ARTICLE:
☆ ☆ ☆ ☆ ☆
RI problems are inherently large, in terms of the number of variables, relative to their unconstrained counterparts. AMPL (literally: A Mathematical Programming Language) was chosen because it can accommodate problems of a very large size and includes a differentiation feature that aids in accurately finding the optimum in such a large variable space. AMPL is not an optimizer in itself, but rather a front end, that is, a piece of software designed to allow the user to interact with other software, for a large number of potential optimization algorithms, each of which has properties suited to specific problems.7 ^,8

The key to effective numerical optimization lies in the derivatives, meaning that gradients and Hessians provide the data required to complete the task of the optimizer. Here, these are generated by means of automatic (or algorithmic) differentiation. The speed and accuracy of the optimizer depend on the information available about the hill being climbed. Automatic differentiation (AD) generates the gradients without truncation errors (unlike divided differencing) or the excessive memory usage of symbolic differentiation. AD is best thought of as a close cousin of symbolic differentiation in that both are the result of systematic application of the chain rule. However, in the case of AD, the chain rule is applied not to symbolic expressions but to actual numerical values.9

4.1 Interior-Point Optimization

The optimizer used for this model is called KNITRO. KNITRO implements an interior point optimization algorithm that is exceptionally well suited to the current problem and to RI models in general. Interior point methods approach the boundaries of variable-space in an organized way, without taking derivatives or evaluating the function at the boundaries. This aspect of the algorithm is important because the derivatives of this problem are infinite at some of the boundaries (that is, derivatives yield  1/x where  x \in [0,1]), but the optimization problem is continuous on the closed set, meaning that a solution in which a variable would be optimally set to zero can be represented by the optimization algorithm stopping when a value is within a certain tolerance of zero.10

The optimization scheme will guarantee that, to the tolerances set by the user, a local optimum is found. The convexity of the problem demonstrated above guarantees that the optimum will be global. The time that this takes is dramatically shorter than the time (11 minutes) listed in Sims (2006): The computational time for the problem is slightly less than one second for the grid size suggested in Sims (2006) on a 3 GHz Pentium 4 machine with 4 GB of RAM. While 11 minutes is not a long time to wait for a solution, the grid in this model is fairly small. Controlling for all the constraints, this problem has less than 400  f_{i,j} nodes to optimize. The computational time increases nonlinearly in number of nodes and this time savings opens the door to more sophisticated models that have more variables, finer grids, or more time periods, such as Lewis (2007).
☆ ☆ ☆ ☆ ☆
DATA SEGMENT:

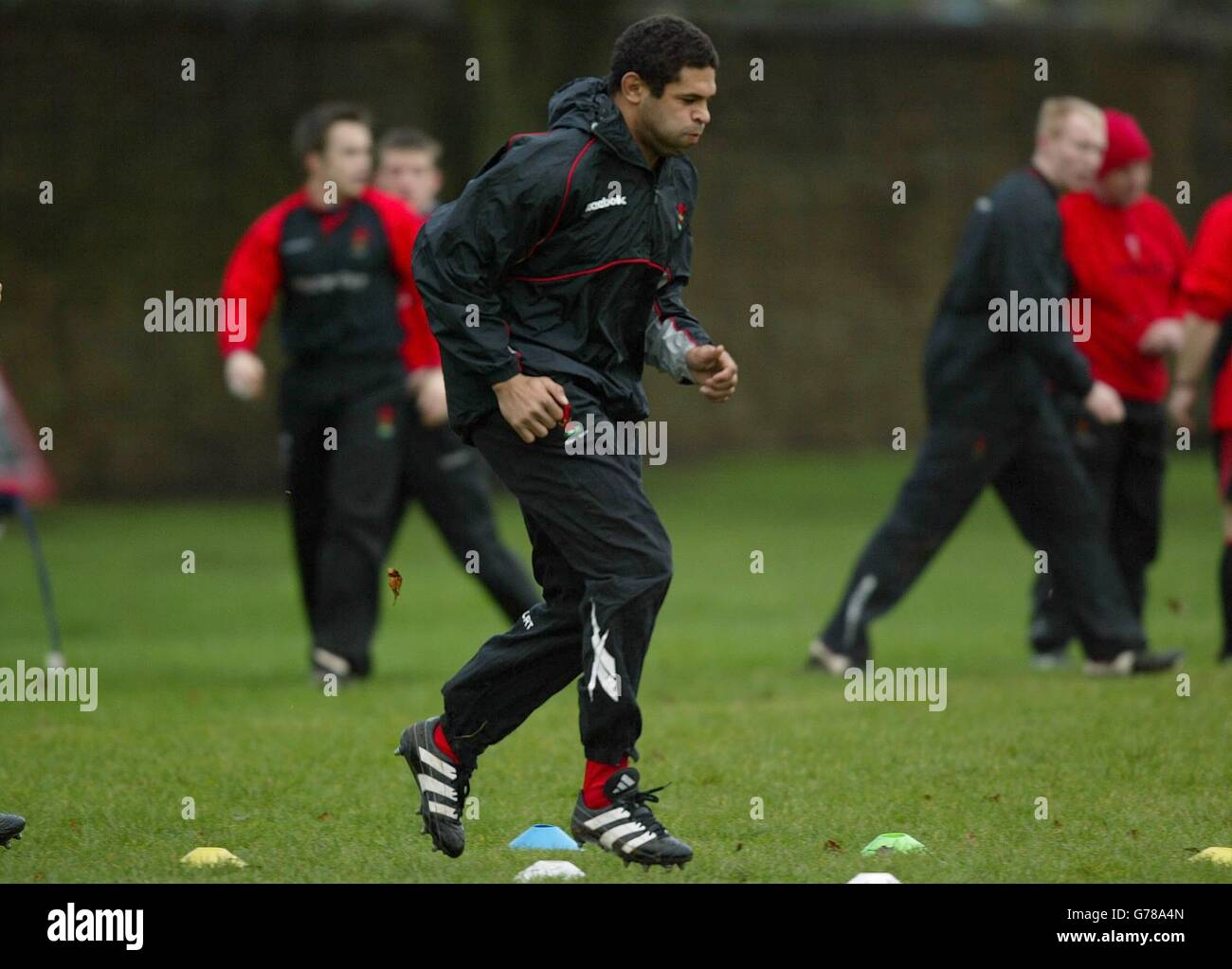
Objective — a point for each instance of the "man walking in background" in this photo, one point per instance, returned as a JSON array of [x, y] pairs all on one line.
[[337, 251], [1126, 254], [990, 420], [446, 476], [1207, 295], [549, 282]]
☆ ☆ ☆ ☆ ☆
TASKS TO CARRY OUT:
A - Could you condense the paragraph beginning "The key to effective numerical optimization" in the optimization article into a short bulleted list that keeps its main facts?
B - Do these statements agree with the optimization article? Answer yes or no for each, and quote the words from the article that decide it.
(i) AMPL is itself an optimizer.
(ii) KNITRO uses an interior point optimization algorithm.
(iii) Automatic differentiation applies the chain rule to symbolic expressions.
C - Can you extend the article on AMPL and KNITRO optimization with one more paragraph that starts after its final sentence?

PER-TASK OUTPUTS:
A -
- Effective numerical optimization depends on derivatives. Gradients and Hessians supply the data the optimizer needs.
- Here these derivatives are generated by automatic (or algorithmic) differentiation.
- The optimizer's speed and accuracy depend on the information available about the hill being climbed.
- Automatic differentiation (AD) produces gradients without the truncation errors of divided differencing and without the excessive memory use of symbolic differentiation.
- Like symbolic differentiation, AD comes from systematic application of the chain rule. AD applies the chain rule to actual numerical values rather than to symbolic expressions.

B -
(i) No: "AMPL is not an optimizer in itself, but rather a front end"
(ii) Yes: "KNITRO implements an interior point optimization algorithm"
(iii) No: "the chain rule is applied not to symbolic expressions but to actual numerical values"

C -
4.2 Results

The results are qualitatively the same as Sims (2006). In figure 2, the progressive tightening of the capacity constraint and its effect on the choice of the consumption-wealth joint distribution is seen. First, note that because the information processing constraint is left explicit, values for  \kappa that do not bind the information-processing constraint can be chosen. In fact, this enables the discovery of the value of  \kappa for which the information-processing constraint does not bind. Here, the darkness of the box within the joint distribution indicates the level of probability of being at that particular consumption-wealth pair. The values for  \kappa that are small or large depend on the size of the grid and the "complexity" of the wealth distribution. The value  \kappa = 4, in the case of figure 2, is the level of information processing capacity required to make a one-to-one decision, making it a value that produces the same decision as the unrestricted case shown in figure 1. This means that the constraint is ineffective for values of  \kappa > 4. Four nats of information processing may seem small, but the reality is that the level of  \kappa required to make one-to-one decisions can be made to be arbitrarily high by the model designer. As the number of nodes increases, the amount of possible combinations of consumption and wealth increase and the value of  \kappa required to get the result in the upper-left-hand corner of figure 2 increases rapidly. An area of potential benefit for this literature would be to adopt a new constraint convention that states everything in terms of the percentage of "one-to-one-decision-making capacity". That is, in figure 2,  \kappa = 4, 2, 1 and 0.5 would be replaced with  \bar{\kappa} = 1, 0.5, 0.25, and 0.125. This convention could avoid future conversations about the reasonableness the size of  \kappa when comparing across models.

Figure 2: Comparison of Different Levels of Information-Processing Capacity
Figure 2. Refer to Figure 2 data link below for accessible data.
Figure 2 Data

Next, a comparison regarding risk aversion is made. The differences between figure 3 below and its counterparts in Sims (2006) are curious, but in the final analysis, minimal. The point of Sims' figures was to demonstrate how risk aversion impacts the choice of the joint density of consumption and wealth. This impact - that as risk aversion increases the agent prefers to give up some precision in decision making over a larger range of consumption and wealth in favor of more accuracy where it matters most, at low wealth levels, and less where it matter less, at higher wealth levels - is still seen here, where the information processing capacity is fixed at 0.85 bits, and the risk aversion parameter,  \gamma, is changed.

Figure 3: Comparison of Two Levels of Risk Aversion with Information Processing Capacity of  \kappa = 0.85 bits.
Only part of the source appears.